- [DOCUMENT EXCERPT]:
During the fall of 1918 and the winter of 1919, an epidemic of influenza affected much of the civilized world. An estimated twenty-five million Americans experienced what became known as the Spanish flu; an estimated 550,000 died from the disease. More U.S. soldiers died from the 1918 flu than were killed in battle during the war. In just one year, the average life expectancy in America plummeted by a dozen years.


When the 1918 flu hit, doctors and scientists were unsure what caused it or how to treat it. There were no effective vaccines or antivirals, and World War I had left parts of America with a shortage of physicians and other health workers. Of the available medical personnel in the U.S., many came down with the flu themselves.


Prior to 1914, few people traversed long distances, limiting the spread of infectious diseases from one place to another. The war saw the mobilization and movement of large numbers of troops and related personnel, both within and between continents; it also uprooted the lives of millions of non-combatants, especially in Europe. People from places far apart became more directly connected – and more liable to be exposed to any new form of the flu.


Army recruits in World War I were brought together to live in close proximity in army camps, barracks, ships and trench dugouts.  Soldiers with mild strains of the flu virus were left in the trenches, and those with severe illness were sent home. As they made the trip back home, they infected those who came in contact with them, due to the highly contagious nature of the disease.


In Austin, the disease spread quickly. Early reports assured the public that though the disease was highly contagious, there was no just cause for alarm. However, this quickly proved to be false. On September 27, 1918, there was one reported case of influenza at Camp Mabry. On October 4, 900 cases of influenza were reported there.


As the number of cases grew, more medical facilities became involved. Hospitals became so overloaded with flu patients that schools, private homes and other buildings were be converted into makeshift hospitals, some of which were staffed by medical students. At Seton Infirmary on West 26th Street, the Army set up large tents on the grounds and converted a three-story fraternity house into a temporary shelter for patients.


Edna Shultz, matron of the City Hospital (later known as Brackenridge Hospital), reported, “The city officials came to me and said, “Put your white dress on and take charge.’ …The city officials told me to get everybody out of the hospital who wasn’t seriously ill and prepare for the worst. Then they brought in Army cots and I was ready.”

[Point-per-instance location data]
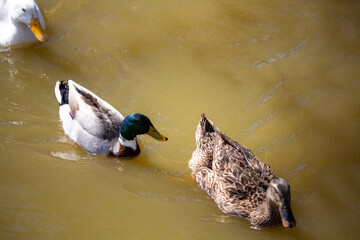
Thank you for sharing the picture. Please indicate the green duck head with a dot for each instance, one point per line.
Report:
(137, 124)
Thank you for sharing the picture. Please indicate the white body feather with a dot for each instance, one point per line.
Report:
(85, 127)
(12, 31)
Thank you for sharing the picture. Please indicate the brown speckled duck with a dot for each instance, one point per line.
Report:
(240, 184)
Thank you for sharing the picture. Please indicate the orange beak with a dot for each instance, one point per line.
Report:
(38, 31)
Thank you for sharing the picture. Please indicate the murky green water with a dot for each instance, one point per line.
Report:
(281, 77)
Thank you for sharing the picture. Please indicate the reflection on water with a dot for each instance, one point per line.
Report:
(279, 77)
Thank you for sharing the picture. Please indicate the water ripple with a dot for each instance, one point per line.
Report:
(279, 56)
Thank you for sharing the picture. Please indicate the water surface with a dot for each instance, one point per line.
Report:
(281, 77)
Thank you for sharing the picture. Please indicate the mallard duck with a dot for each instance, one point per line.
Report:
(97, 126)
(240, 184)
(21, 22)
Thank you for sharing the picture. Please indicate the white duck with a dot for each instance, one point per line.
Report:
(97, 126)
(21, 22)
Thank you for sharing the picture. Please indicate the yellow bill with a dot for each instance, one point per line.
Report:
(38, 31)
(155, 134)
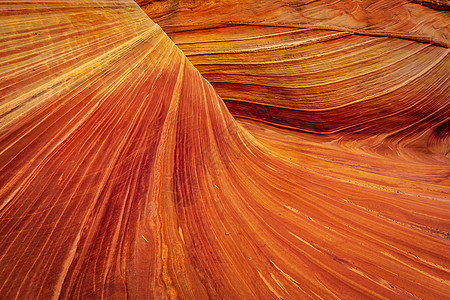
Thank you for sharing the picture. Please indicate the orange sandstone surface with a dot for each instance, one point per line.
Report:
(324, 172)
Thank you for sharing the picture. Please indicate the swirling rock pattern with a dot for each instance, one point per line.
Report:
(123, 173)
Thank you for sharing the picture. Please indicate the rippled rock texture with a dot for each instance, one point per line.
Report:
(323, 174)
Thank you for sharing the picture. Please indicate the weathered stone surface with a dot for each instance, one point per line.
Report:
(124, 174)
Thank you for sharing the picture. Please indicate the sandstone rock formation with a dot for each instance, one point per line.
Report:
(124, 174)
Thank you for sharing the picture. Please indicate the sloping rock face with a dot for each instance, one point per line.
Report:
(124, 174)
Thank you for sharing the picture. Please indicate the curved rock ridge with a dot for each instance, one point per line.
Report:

---

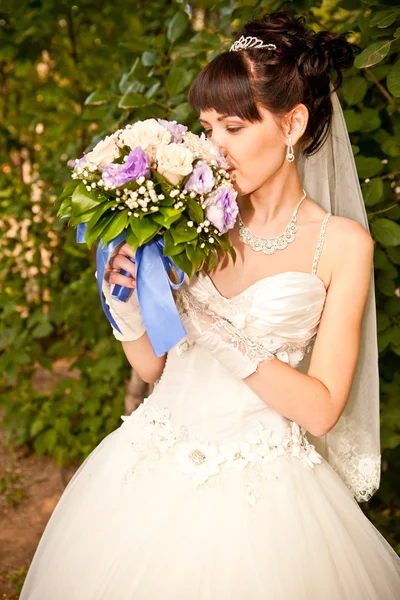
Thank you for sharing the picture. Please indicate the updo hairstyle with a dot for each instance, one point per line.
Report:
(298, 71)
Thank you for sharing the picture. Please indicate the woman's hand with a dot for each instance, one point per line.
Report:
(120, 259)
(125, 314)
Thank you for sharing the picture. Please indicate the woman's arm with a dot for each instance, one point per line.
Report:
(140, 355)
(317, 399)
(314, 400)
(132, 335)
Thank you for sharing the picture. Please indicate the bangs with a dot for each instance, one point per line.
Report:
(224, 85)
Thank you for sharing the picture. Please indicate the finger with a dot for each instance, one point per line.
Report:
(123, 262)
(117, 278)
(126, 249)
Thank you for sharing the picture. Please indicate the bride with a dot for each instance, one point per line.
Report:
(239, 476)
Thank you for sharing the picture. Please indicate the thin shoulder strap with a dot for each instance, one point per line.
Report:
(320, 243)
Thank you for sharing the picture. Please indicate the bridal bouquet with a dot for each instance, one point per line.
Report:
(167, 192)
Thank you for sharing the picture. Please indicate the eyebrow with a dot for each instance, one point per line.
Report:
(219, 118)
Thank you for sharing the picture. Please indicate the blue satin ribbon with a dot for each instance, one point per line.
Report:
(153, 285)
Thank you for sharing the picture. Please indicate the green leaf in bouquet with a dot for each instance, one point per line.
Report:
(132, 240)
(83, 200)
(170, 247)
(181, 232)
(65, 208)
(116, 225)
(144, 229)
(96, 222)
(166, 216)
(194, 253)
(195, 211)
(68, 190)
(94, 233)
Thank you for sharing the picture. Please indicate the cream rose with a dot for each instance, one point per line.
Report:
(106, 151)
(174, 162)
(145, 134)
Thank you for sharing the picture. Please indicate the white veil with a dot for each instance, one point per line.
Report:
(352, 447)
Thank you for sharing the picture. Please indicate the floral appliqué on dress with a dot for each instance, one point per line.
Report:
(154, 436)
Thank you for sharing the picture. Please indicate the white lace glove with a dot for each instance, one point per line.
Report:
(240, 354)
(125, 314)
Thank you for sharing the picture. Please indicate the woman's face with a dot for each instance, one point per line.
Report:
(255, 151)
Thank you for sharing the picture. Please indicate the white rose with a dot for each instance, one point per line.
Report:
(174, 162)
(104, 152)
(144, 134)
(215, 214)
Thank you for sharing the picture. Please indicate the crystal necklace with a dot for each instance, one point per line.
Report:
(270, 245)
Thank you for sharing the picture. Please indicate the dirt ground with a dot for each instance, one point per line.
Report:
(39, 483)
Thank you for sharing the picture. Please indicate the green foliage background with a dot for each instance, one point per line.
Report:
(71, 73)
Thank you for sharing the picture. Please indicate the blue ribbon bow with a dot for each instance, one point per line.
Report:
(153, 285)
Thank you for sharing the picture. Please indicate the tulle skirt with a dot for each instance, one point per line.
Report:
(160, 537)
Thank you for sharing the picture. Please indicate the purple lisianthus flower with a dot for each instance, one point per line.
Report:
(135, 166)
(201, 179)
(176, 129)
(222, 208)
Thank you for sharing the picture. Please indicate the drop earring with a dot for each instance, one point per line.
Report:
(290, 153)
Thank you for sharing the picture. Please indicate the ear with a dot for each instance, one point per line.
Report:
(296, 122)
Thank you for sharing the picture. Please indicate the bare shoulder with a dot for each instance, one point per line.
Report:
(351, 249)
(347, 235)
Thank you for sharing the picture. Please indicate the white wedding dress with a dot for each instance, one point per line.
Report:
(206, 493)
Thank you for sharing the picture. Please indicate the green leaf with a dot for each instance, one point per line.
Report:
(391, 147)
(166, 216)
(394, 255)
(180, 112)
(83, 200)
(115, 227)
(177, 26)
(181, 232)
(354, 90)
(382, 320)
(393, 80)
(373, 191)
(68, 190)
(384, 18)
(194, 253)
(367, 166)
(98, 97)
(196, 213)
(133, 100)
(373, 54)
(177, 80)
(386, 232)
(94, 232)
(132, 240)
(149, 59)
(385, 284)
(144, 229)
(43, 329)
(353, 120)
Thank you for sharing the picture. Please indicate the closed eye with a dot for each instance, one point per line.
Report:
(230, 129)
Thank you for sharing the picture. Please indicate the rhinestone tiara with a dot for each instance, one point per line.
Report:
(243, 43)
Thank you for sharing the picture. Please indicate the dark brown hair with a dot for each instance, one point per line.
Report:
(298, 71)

- [WORK TO COMPLETE]:
- a) In the 1918 influenza history, how many influenza cases were reported at Camp Mabry on October 4?
- b) Carry on the 1918 influenza history from its last sentence.
These records come from a different source than the text.

- [TASK RESULTS]:
- a) 900

- b)
Quarantine was placed on Camp Mabry. The University of Texas first suspended classes for three days, but then announced that school would be dismissed until further notice. On October 8, 1918, the City Council adopted an ordinance that closed “the state university, all public and private schools and colleges of the City of Austin, all churches and lodges and all other places of assemblage where people gather for religious, social, fraternal, political, business, or other purposes for the period of thirty days from the date of the enactment of this ordinance.” On October 18, it was announced that Travis County schools would remain closed indefinitely.


By the end of October, area health officials were reporting that the influenza epidemic was under control in portions of Texas and that the situation was gradually improving. On November 2, the Austin City Council repealed the ordinance banning all public gatherings, and schools were reopened soon after. Camp Mabry prepared to lift its quarantine, and temporary hospitals that had been opened throughout the city began to be closed.


While no official record was kept, newspaper estimates put the Austin and Travis County mortality rate at approximately 277, with thousands infected.


Worldwide, the flu pandemic came to an end by the summer of 1919, as those that were infected either died or developed immunity. The exact numbers are impossible to know due to a lack of medical record-keeping in many places. However, some estimate that The Spanish flu infected an estimated 500 million people worldwide—about one-third of the planet’s population.